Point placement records
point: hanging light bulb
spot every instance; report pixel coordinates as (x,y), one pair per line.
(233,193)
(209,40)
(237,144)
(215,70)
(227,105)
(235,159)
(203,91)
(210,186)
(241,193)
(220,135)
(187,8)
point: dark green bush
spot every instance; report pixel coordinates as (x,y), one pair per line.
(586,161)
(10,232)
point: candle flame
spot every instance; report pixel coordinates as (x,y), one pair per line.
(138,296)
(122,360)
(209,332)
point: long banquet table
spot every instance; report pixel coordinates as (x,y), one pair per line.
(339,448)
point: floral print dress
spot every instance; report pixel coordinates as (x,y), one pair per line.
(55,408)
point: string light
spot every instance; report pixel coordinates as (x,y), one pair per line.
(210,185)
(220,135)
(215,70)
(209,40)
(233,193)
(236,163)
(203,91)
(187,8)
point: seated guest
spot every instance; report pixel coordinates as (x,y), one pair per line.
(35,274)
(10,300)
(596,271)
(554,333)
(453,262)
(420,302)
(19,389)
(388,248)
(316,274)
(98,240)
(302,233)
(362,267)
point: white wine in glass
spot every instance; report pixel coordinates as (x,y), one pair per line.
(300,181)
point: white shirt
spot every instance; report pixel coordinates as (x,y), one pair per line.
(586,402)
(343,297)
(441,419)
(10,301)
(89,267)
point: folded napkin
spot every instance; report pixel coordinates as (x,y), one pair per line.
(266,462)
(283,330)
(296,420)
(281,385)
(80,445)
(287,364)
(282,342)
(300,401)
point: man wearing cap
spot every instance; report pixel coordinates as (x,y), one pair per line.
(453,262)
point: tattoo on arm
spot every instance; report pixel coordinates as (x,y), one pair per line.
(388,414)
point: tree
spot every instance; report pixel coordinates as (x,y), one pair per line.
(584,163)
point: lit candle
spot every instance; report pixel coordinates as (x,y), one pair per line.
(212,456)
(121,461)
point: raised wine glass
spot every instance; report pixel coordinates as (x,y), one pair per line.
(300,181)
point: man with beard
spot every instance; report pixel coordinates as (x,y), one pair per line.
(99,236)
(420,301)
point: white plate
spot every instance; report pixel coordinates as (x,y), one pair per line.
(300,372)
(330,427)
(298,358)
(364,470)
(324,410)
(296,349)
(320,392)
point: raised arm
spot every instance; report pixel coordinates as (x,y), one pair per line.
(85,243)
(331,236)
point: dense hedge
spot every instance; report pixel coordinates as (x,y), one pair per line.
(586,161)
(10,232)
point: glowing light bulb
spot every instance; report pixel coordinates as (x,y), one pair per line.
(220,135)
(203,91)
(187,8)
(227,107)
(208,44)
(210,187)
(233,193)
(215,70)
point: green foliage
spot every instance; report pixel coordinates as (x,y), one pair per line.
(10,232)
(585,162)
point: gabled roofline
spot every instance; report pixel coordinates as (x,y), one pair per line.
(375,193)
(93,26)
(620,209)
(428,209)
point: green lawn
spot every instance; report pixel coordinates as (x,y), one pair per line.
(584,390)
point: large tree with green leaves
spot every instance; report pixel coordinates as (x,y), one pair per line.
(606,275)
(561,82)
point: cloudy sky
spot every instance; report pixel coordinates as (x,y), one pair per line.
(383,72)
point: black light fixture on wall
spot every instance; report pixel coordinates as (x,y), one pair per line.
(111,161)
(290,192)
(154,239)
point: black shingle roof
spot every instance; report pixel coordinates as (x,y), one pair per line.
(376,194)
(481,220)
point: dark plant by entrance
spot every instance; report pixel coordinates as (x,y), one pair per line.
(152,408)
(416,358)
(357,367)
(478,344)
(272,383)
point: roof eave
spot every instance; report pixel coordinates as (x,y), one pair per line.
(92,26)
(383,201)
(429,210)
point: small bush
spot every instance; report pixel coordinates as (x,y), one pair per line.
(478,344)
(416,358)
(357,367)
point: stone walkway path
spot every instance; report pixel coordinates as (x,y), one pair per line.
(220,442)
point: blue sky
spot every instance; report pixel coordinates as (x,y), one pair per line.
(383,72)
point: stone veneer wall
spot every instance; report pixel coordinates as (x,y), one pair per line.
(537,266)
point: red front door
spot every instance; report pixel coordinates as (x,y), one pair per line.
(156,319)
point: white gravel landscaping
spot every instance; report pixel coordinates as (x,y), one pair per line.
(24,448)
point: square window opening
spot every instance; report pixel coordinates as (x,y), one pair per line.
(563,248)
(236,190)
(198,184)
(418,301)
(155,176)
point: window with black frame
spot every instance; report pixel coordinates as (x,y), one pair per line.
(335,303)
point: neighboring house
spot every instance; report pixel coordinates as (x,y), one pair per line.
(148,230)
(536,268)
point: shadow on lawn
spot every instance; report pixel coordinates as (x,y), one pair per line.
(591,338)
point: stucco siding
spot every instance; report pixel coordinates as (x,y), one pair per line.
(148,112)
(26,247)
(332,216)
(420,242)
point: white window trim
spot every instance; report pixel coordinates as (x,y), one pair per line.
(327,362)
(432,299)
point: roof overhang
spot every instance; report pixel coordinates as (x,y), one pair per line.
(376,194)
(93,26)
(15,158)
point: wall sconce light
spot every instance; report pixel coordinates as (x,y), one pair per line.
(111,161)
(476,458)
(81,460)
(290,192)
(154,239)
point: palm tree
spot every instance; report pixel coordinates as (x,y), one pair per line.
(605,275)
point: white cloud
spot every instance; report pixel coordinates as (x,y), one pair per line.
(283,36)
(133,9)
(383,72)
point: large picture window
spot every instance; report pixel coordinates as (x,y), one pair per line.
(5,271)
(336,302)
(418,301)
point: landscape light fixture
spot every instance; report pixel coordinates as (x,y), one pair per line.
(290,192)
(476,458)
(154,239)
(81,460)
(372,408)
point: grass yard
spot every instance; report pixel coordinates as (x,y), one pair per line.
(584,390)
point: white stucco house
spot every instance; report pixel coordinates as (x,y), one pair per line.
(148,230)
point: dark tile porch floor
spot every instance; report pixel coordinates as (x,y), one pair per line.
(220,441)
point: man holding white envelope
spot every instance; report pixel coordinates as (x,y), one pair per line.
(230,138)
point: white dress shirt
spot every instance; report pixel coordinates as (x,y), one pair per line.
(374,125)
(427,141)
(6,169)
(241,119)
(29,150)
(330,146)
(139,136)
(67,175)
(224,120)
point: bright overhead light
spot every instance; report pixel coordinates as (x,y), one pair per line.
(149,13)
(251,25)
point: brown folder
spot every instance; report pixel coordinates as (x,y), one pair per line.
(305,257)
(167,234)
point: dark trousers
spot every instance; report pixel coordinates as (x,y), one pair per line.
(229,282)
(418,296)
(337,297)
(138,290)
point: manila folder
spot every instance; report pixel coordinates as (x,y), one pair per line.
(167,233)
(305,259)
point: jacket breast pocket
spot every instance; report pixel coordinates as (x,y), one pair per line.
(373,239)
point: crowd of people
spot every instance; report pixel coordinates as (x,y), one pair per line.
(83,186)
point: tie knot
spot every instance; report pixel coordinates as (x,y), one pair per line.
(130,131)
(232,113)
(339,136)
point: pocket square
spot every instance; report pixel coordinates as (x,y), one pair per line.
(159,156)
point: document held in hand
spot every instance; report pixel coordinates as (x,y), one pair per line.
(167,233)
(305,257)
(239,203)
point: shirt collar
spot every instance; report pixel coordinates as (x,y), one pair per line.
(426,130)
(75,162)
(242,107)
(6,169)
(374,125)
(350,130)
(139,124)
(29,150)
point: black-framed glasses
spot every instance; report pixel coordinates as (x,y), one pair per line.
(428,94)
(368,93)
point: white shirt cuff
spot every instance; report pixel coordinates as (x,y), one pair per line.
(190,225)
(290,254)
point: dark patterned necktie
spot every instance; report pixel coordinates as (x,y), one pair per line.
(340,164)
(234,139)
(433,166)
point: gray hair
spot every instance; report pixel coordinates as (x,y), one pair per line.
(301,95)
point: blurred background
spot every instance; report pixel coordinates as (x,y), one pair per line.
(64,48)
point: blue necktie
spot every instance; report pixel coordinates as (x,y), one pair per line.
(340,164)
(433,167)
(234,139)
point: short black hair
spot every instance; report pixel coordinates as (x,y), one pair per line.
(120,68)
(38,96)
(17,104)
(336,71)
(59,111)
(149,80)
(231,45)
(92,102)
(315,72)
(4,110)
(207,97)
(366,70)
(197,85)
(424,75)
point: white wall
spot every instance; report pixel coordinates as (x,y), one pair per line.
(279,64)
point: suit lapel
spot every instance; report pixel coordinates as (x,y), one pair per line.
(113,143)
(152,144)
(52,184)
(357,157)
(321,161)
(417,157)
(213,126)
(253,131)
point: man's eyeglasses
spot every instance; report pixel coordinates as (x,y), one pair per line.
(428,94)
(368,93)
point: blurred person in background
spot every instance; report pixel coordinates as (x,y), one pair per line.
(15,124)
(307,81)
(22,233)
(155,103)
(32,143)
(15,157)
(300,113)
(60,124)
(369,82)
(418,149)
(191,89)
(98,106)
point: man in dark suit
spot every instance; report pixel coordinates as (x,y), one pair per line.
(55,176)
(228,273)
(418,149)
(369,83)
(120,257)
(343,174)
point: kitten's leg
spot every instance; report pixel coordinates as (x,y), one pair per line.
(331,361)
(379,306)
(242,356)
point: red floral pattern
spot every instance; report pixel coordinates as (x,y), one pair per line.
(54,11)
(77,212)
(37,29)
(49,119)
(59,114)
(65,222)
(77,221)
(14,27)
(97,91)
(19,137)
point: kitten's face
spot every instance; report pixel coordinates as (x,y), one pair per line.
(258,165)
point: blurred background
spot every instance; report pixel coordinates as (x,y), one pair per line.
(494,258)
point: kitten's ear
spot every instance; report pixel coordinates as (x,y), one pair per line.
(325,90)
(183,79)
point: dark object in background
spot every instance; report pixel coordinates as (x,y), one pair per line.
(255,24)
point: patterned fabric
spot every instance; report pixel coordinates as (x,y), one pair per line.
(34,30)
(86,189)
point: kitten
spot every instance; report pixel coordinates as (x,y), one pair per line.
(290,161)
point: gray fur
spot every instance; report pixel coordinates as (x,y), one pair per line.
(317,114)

(WORK TO BE COMPLETED):
In the listing above, find the line containing "point: blue necktie" and please quote exactly that line through the last one, and no other lines.

(FULL SOLUTION):
point: blue necktie
spot every instance; report pixel coordinates as (x,y), one pair per line.
(340,164)
(433,167)
(234,139)
point: short black hair
spot every instance; report pixel coordinates as (x,y), one pair per line.
(120,68)
(38,96)
(17,104)
(336,71)
(59,111)
(149,80)
(231,45)
(92,102)
(315,72)
(4,110)
(207,97)
(366,70)
(197,85)
(424,75)
point: white wall
spot every instance; report pixel coordinates as (x,y), one pair per line.
(279,64)
point: suit lapel
spot every instance; report pixel coordinates as (x,y), one pair per line.
(113,143)
(152,144)
(52,184)
(357,157)
(321,161)
(417,157)
(213,126)
(253,131)
point: man's eyeglasses
spot every instance; report pixel coordinates as (x,y), one pair per line.
(428,94)
(368,93)
point: blurred person in background
spot every instance; report pixel coordinates as (x,y), one pair per line.
(15,124)
(307,81)
(22,233)
(155,103)
(32,143)
(15,157)
(300,113)
(60,124)
(369,82)
(418,149)
(191,89)
(98,106)
point: man in dark suit
spot every instance; report pixel coordinates as (x,y), one pair per line.
(55,176)
(228,273)
(418,149)
(369,83)
(120,257)
(343,174)
point: kitten's leg
spot every instance; report pixel coordinates as (x,y), one pair per line.
(331,361)
(379,306)
(242,356)
point: red floral pattern
spot every instance; report pixel coordinates as (x,y), one pair per line.
(54,11)
(77,212)
(37,29)
(49,119)
(59,114)
(65,222)
(77,221)
(14,27)
(97,91)
(19,137)
point: kitten's face
spot every instance; report pixel coordinates as (x,y), one pair per line.
(258,165)
point: blurred background
spot every instance; report pixel coordinates as (x,y), one pair per line.
(494,258)
point: kitten's ear
spot every instance; report pixel coordinates as (x,y), one pair per line.
(325,90)
(183,79)
point: dark object in background
spot every instance; report pixel coordinates as (x,y), one pair per line.
(255,24)
point: patterned fabric
spot every instance; report pixel coordinates as (x,y), one pair per line.
(34,30)
(86,189)
point: kitten
spot every instance; report pixel coordinates as (x,y), one pair per line.
(290,161)
point: gray fur
spot every instance; report pixel coordinates as (x,y), one pair per line.
(317,114)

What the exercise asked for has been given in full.